### Records to process
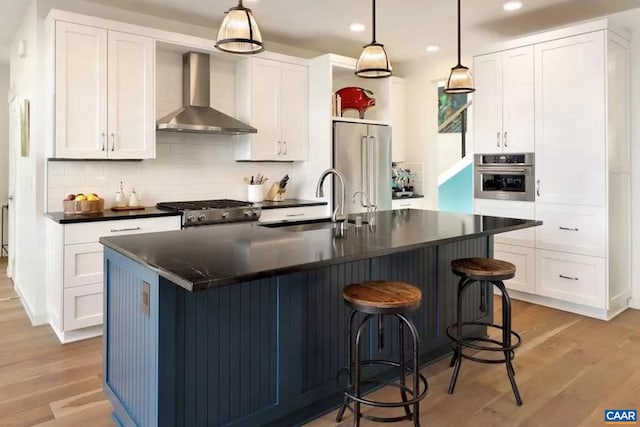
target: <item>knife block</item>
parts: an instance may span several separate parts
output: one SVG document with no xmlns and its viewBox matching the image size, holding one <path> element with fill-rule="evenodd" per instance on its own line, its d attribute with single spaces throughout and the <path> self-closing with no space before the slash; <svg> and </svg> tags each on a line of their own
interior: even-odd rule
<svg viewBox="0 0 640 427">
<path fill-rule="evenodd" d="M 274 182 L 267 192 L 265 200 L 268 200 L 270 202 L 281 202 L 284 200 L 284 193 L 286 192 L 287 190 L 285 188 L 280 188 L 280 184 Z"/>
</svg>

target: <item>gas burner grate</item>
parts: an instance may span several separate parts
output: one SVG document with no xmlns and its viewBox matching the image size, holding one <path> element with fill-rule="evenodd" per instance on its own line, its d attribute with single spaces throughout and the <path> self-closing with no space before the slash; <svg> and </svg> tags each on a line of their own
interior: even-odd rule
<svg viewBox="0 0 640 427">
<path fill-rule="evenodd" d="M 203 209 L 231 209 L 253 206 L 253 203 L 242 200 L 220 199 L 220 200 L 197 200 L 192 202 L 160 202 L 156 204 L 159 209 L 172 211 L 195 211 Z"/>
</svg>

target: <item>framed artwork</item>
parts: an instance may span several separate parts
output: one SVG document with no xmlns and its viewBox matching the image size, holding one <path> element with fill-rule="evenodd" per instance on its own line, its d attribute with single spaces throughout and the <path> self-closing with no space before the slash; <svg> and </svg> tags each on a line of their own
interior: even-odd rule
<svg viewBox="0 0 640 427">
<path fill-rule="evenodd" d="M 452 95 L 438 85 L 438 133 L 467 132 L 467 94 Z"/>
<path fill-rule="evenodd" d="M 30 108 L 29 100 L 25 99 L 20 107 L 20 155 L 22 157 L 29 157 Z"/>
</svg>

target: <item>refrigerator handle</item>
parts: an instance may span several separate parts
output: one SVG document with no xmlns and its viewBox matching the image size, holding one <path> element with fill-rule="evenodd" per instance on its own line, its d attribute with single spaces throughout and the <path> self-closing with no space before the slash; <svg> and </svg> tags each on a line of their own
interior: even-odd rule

==

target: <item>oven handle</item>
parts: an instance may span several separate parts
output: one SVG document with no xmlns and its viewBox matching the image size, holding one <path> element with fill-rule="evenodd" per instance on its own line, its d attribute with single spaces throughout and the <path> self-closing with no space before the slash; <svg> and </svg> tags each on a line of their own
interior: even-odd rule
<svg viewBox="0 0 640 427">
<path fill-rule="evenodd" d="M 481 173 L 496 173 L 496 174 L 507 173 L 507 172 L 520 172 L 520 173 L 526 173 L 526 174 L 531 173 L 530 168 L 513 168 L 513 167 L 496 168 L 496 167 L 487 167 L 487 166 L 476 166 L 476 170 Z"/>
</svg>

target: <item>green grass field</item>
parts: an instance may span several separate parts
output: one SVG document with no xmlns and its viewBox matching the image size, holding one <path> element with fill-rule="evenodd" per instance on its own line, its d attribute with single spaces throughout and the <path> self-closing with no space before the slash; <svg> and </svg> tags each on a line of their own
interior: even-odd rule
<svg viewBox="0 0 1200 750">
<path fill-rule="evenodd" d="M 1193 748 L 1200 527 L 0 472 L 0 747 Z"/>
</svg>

### Activity
Return, from the entries, each line that holds "handle".

### Answer area
target: <item>refrigerator handle</item>
target: <item>oven handle</item>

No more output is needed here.